>>>>
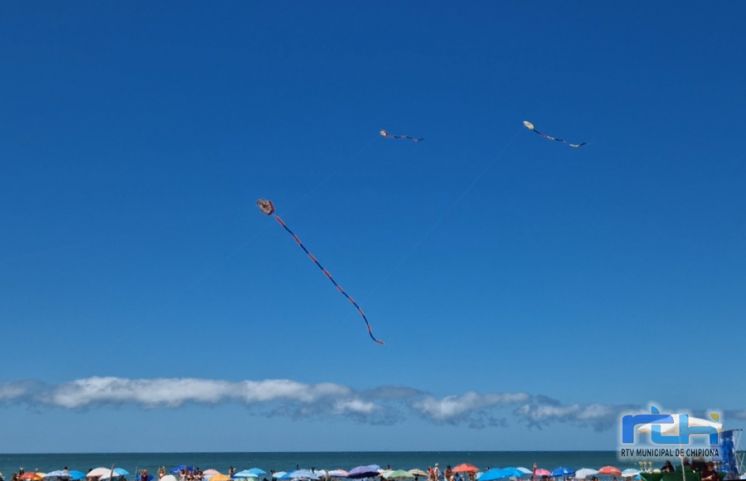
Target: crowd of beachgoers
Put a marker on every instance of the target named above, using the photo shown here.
(462, 472)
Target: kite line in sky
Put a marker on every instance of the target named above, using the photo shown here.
(388, 135)
(530, 126)
(268, 208)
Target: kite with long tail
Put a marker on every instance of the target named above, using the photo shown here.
(530, 126)
(268, 208)
(388, 135)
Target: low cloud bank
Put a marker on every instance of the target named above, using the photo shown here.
(288, 398)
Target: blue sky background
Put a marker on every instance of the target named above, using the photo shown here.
(136, 138)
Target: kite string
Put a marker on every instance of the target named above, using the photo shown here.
(246, 243)
(416, 246)
(328, 276)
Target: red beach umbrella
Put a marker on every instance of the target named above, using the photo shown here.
(465, 468)
(610, 471)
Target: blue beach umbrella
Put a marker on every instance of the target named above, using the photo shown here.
(513, 472)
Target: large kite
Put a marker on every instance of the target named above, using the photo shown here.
(388, 135)
(530, 126)
(268, 208)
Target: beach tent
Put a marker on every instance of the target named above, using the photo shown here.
(246, 473)
(60, 473)
(303, 474)
(494, 474)
(98, 472)
(512, 472)
(465, 468)
(399, 474)
(117, 473)
(584, 473)
(368, 471)
(562, 471)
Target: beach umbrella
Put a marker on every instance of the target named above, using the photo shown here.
(98, 472)
(60, 473)
(513, 472)
(399, 474)
(303, 474)
(246, 473)
(493, 474)
(368, 471)
(465, 468)
(117, 473)
(584, 473)
(610, 471)
(180, 468)
(562, 471)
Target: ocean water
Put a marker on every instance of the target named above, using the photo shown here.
(289, 461)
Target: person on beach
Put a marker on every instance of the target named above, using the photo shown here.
(709, 473)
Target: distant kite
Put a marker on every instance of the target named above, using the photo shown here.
(268, 208)
(388, 135)
(531, 127)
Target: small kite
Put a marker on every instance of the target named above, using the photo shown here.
(388, 135)
(531, 127)
(268, 208)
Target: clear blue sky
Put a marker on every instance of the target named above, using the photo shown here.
(136, 138)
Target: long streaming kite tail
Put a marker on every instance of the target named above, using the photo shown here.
(328, 276)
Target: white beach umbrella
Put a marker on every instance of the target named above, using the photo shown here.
(585, 473)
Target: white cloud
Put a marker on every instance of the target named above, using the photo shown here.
(451, 408)
(296, 400)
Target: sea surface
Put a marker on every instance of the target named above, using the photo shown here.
(289, 461)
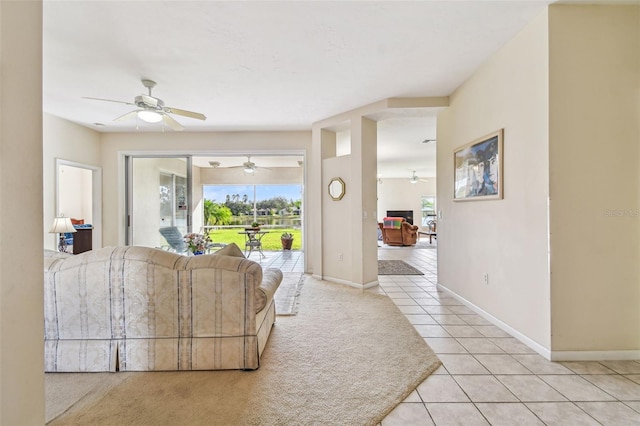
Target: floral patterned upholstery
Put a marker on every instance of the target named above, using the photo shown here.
(142, 309)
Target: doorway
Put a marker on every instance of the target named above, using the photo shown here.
(79, 195)
(158, 196)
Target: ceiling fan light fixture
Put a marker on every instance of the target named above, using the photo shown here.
(150, 116)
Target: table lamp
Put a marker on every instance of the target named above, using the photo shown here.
(62, 225)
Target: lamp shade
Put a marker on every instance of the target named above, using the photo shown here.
(62, 225)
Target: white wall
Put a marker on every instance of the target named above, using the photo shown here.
(594, 178)
(67, 141)
(75, 199)
(508, 239)
(400, 194)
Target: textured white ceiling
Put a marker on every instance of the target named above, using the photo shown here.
(271, 65)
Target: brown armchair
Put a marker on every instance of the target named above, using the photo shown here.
(406, 235)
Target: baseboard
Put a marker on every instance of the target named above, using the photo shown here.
(351, 283)
(545, 352)
(595, 355)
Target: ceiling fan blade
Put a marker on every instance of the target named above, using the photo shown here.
(108, 100)
(126, 116)
(184, 113)
(169, 121)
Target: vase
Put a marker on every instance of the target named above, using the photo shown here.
(286, 243)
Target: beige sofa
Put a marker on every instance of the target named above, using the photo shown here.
(145, 309)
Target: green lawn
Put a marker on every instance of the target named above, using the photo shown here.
(271, 240)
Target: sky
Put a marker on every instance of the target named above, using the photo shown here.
(218, 193)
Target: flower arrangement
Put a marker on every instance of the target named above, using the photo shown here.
(196, 242)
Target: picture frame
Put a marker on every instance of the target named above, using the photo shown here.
(337, 189)
(478, 169)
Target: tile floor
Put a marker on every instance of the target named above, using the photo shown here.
(488, 377)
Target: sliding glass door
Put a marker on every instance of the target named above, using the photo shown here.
(158, 196)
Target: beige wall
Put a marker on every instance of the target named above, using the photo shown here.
(21, 297)
(506, 239)
(594, 73)
(337, 241)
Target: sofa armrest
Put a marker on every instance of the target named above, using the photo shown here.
(271, 280)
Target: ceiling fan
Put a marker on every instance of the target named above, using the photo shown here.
(153, 110)
(249, 167)
(416, 179)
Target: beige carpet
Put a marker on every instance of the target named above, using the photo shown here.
(347, 358)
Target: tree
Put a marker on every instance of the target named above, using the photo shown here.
(273, 204)
(216, 214)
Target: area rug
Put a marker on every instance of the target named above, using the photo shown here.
(286, 297)
(396, 267)
(348, 358)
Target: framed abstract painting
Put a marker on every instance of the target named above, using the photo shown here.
(478, 169)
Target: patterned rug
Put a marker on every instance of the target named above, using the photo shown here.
(286, 296)
(396, 267)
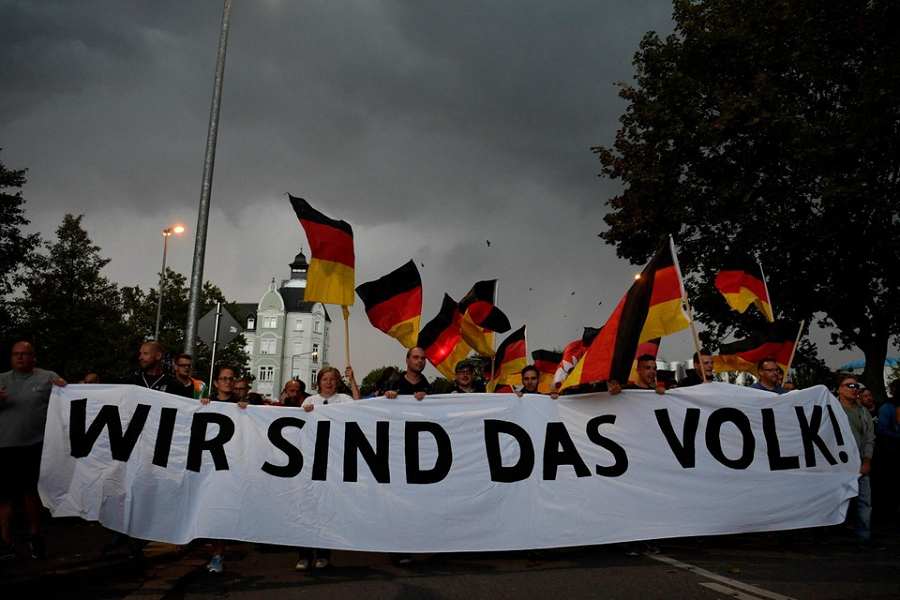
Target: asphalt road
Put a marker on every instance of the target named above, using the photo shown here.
(824, 563)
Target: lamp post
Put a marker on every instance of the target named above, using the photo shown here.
(167, 232)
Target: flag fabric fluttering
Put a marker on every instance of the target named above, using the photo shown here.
(511, 358)
(330, 278)
(742, 283)
(572, 353)
(394, 303)
(481, 318)
(442, 341)
(652, 308)
(546, 362)
(775, 341)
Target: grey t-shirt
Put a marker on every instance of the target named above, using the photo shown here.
(24, 412)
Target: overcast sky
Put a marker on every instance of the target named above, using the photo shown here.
(431, 127)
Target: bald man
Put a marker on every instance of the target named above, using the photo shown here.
(151, 373)
(24, 397)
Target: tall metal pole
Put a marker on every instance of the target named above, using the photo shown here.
(208, 164)
(162, 283)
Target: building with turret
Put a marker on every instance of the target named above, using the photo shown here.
(287, 337)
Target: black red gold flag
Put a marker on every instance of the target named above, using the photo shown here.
(394, 303)
(330, 278)
(442, 341)
(743, 284)
(652, 308)
(511, 358)
(481, 317)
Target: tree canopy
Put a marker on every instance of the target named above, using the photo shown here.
(770, 128)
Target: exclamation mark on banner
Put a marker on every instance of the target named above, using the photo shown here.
(838, 436)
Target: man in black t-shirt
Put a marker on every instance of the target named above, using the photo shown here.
(411, 381)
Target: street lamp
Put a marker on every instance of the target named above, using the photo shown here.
(167, 233)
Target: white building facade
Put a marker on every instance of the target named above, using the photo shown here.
(287, 337)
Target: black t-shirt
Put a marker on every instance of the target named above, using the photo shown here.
(403, 387)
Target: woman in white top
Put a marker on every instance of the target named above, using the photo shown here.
(326, 382)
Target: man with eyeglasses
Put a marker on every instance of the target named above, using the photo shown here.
(864, 434)
(184, 384)
(769, 377)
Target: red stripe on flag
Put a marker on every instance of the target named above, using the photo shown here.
(329, 243)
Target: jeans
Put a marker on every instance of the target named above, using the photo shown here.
(862, 510)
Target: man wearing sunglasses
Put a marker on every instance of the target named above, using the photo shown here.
(769, 377)
(185, 385)
(864, 434)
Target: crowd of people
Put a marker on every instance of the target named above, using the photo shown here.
(25, 392)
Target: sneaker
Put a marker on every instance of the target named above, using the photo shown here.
(7, 551)
(36, 547)
(216, 564)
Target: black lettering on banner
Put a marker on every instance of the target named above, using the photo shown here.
(320, 458)
(295, 457)
(714, 437)
(198, 443)
(523, 467)
(558, 436)
(593, 431)
(356, 444)
(414, 473)
(809, 432)
(164, 436)
(684, 449)
(777, 462)
(120, 445)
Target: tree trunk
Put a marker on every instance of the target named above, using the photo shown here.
(875, 351)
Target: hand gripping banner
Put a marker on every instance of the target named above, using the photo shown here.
(451, 473)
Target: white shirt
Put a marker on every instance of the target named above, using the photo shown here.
(318, 400)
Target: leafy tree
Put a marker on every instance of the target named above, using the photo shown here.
(770, 127)
(140, 313)
(16, 248)
(73, 312)
(367, 386)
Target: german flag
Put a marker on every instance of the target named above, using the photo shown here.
(573, 352)
(652, 308)
(481, 318)
(546, 362)
(394, 303)
(442, 341)
(511, 358)
(742, 283)
(330, 277)
(775, 341)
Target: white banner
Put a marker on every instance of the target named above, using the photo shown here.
(453, 472)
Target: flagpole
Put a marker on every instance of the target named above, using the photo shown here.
(688, 309)
(346, 310)
(793, 351)
(766, 287)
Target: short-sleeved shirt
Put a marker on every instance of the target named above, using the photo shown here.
(403, 387)
(24, 412)
(318, 400)
(777, 389)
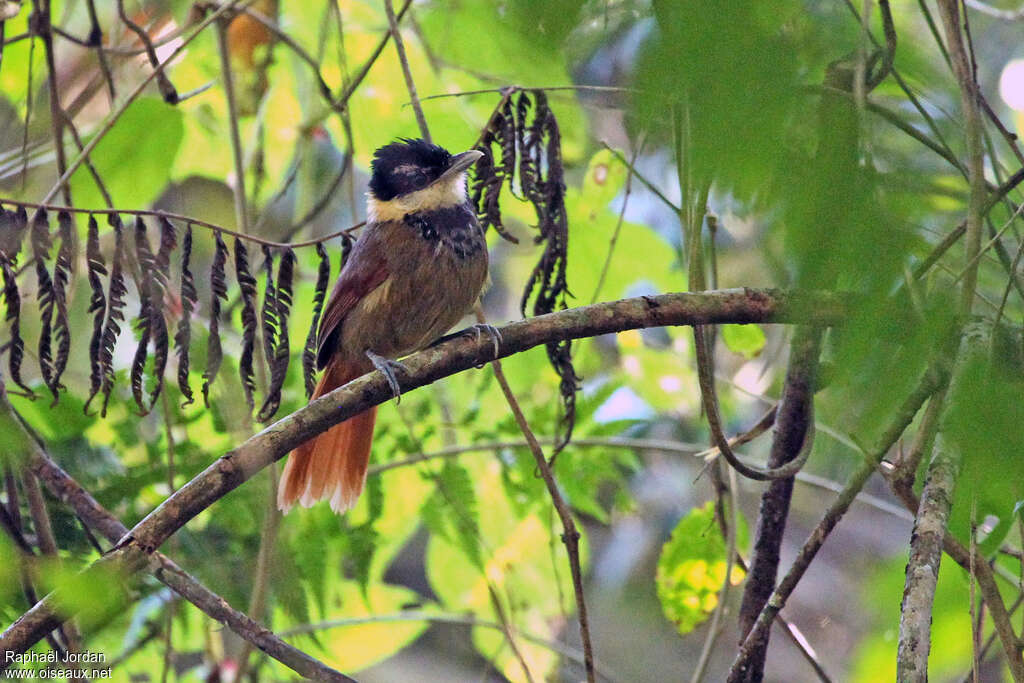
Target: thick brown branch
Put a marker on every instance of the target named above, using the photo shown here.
(457, 354)
(928, 385)
(94, 515)
(794, 426)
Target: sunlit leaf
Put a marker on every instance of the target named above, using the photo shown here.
(691, 568)
(748, 340)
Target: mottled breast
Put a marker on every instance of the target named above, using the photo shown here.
(437, 265)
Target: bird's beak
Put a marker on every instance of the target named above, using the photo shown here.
(460, 163)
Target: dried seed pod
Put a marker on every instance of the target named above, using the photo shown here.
<<<<
The request :: Your task is to quote exactly the lines from the one with "Target: leafy tree" through the end of the material, both included, without reproducing any pictures.

Result of this exercise ::
Target: leafy tree
Put a marker on every instance of the target named above, using the photo shown here.
(770, 127)
(140, 313)
(16, 248)
(73, 312)
(367, 386)
Target: german flag
Put a marker on every instance of the target named above, using the photo shown here.
(573, 352)
(652, 308)
(481, 318)
(546, 362)
(394, 303)
(442, 341)
(511, 358)
(742, 283)
(330, 277)
(775, 341)
Target: white banner
Put a marker on every instance of the target named above, using the photo shown here.
(453, 472)
Target: flagpole
Put a marker on every instance of the target named above, using the photo shown here.
(688, 309)
(346, 310)
(793, 351)
(766, 287)
Target: short-sleeved shirt
Put a marker on every instance of the target named above, using the photo shown here.
(403, 387)
(24, 412)
(318, 400)
(777, 389)
Target: thick brown branch
Put a marker on every instance of the target named above, using the photo shown here.
(457, 354)
(928, 385)
(94, 515)
(794, 426)
Target: sunlit leaf
Put a marker on every instance of the target named above, using the photo shown here.
(691, 568)
(748, 340)
Target: mottled breast
Put a marker on every instance of the target named above, using the photo shown here.
(437, 265)
Target: bird's beak
Put a marker on every instance of the target named above, using the photo shown here.
(460, 163)
Target: dried seed pod
Put a marker on every instance of the target named above, using the photo shown here.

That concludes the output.